§ Stored dataset items
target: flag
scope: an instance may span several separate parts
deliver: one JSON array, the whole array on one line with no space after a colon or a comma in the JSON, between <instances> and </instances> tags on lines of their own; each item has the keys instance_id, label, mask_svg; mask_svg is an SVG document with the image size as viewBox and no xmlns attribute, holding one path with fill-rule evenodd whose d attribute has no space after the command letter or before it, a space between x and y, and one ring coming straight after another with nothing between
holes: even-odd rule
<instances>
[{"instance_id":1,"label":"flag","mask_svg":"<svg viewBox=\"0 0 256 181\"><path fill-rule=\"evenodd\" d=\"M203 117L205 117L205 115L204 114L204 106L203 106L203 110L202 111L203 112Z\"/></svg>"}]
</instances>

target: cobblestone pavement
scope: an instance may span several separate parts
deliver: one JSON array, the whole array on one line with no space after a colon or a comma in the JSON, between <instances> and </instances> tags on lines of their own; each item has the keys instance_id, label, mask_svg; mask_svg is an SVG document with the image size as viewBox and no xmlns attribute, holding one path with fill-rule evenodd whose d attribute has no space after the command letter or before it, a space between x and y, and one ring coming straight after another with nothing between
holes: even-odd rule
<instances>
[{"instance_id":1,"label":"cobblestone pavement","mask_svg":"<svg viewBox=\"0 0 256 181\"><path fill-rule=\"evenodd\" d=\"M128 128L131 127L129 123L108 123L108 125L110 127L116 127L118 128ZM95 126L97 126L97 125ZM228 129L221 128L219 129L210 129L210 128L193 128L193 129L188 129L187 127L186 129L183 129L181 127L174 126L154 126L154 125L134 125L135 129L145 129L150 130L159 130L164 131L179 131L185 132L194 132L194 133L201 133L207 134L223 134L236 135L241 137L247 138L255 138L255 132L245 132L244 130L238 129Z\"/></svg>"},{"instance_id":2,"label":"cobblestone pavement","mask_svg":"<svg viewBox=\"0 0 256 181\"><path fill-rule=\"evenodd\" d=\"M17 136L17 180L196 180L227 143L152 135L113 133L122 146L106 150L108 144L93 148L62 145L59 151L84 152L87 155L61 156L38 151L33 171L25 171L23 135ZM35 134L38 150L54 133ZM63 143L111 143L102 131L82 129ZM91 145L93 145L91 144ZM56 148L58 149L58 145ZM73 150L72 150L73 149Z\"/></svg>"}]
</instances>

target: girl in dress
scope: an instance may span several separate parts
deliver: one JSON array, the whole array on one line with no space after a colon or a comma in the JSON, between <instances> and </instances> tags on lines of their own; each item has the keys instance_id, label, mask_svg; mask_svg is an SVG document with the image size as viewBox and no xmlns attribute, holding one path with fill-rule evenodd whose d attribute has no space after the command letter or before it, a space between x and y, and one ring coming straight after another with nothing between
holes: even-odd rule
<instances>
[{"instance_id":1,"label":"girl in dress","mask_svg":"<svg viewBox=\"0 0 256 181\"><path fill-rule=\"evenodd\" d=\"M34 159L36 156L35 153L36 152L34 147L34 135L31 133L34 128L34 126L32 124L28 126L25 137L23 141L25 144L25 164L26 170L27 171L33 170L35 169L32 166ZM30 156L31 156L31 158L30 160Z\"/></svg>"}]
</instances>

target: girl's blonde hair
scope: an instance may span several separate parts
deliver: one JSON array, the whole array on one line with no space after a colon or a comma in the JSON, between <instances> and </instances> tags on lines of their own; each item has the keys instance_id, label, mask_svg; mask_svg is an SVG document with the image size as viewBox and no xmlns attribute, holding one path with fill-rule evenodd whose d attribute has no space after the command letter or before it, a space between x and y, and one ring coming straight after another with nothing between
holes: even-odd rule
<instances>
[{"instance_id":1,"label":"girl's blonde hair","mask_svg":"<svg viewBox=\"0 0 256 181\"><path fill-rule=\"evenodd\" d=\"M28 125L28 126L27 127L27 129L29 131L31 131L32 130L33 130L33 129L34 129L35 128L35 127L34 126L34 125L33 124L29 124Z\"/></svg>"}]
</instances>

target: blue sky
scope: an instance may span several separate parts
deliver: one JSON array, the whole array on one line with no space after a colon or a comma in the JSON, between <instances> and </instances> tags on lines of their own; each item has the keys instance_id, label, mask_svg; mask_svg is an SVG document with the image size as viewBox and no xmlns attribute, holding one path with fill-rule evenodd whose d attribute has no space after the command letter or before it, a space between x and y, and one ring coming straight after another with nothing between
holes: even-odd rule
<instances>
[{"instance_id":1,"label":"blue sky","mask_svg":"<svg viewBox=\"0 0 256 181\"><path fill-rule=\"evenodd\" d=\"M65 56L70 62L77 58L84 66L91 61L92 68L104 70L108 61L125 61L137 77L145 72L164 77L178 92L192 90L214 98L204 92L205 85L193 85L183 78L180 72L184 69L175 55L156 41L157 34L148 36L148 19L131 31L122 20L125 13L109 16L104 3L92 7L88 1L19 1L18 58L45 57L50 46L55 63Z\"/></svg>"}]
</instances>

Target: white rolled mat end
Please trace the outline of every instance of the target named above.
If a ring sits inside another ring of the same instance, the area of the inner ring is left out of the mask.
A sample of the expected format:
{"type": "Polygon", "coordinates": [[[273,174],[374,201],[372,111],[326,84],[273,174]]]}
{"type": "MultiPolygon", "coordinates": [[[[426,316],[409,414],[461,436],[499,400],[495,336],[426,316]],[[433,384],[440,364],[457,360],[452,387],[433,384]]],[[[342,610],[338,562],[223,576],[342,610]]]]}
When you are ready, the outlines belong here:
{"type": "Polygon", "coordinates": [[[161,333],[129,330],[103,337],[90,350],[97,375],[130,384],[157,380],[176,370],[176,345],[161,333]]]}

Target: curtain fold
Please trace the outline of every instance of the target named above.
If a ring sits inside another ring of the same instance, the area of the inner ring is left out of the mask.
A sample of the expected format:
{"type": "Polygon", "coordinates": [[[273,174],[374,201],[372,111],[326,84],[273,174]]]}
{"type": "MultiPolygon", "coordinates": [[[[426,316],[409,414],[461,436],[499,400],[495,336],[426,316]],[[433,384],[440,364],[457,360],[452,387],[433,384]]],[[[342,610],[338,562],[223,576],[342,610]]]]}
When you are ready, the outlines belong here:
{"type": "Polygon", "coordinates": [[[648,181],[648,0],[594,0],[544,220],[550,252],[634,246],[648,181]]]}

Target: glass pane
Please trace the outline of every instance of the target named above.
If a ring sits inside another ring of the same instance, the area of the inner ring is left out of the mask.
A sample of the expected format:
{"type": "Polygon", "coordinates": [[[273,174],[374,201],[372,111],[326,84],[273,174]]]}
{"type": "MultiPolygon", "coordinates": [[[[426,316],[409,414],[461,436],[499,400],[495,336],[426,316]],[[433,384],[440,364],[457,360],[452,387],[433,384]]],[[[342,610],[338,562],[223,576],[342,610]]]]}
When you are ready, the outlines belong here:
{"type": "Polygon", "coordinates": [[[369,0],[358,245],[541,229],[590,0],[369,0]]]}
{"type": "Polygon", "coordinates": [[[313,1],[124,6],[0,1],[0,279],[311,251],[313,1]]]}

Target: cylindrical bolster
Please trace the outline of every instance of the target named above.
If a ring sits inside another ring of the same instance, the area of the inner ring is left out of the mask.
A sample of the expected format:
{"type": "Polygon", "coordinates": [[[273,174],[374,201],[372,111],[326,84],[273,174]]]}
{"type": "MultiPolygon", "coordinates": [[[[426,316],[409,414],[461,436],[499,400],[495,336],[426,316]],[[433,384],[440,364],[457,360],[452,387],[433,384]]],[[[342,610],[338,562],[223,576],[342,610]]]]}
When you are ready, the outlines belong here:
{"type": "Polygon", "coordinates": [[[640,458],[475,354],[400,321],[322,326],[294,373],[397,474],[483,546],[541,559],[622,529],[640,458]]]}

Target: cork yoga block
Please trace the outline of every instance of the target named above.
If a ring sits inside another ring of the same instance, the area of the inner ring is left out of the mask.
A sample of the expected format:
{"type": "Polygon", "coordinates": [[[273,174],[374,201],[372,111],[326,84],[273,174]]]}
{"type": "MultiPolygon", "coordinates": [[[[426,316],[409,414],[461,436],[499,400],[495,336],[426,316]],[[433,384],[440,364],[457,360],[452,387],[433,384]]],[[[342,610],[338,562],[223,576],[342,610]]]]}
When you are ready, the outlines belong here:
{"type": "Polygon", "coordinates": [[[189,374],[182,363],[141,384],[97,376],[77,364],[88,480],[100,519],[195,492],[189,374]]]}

§ Task to carry out
Rewrite the lines from the one containing "target: girl in dress" through the one containing "159L36 156L35 153L36", changing "several separate parts" to "multiple disjoint pieces" and leaving everything else untouched. Return only those lines.

§ Response
target: girl in dress
scope: an instance may span multiple disjoint pieces
deliver: one JSON array, the whole array on one line with no space after a colon or a comma in the JSON, between <instances> and </instances> tags on lines of their own; each item has the keys instance_id, label, mask_svg; mask_svg is an SVG document with the image size as viewBox and no xmlns attribute, holding one path with fill-rule evenodd whose d attribute has no space after the command letter or before it, a space between x and y, and one ring coming straight after another with nothing between
holes: even-odd rule
<instances>
[{"instance_id":1,"label":"girl in dress","mask_svg":"<svg viewBox=\"0 0 256 181\"><path fill-rule=\"evenodd\" d=\"M34 159L36 156L35 153L36 152L34 147L34 135L31 133L34 128L34 126L32 124L28 126L25 137L23 141L25 144L25 164L26 170L27 171L33 170L35 169L32 166ZM30 156L31 156L31 158L30 160Z\"/></svg>"}]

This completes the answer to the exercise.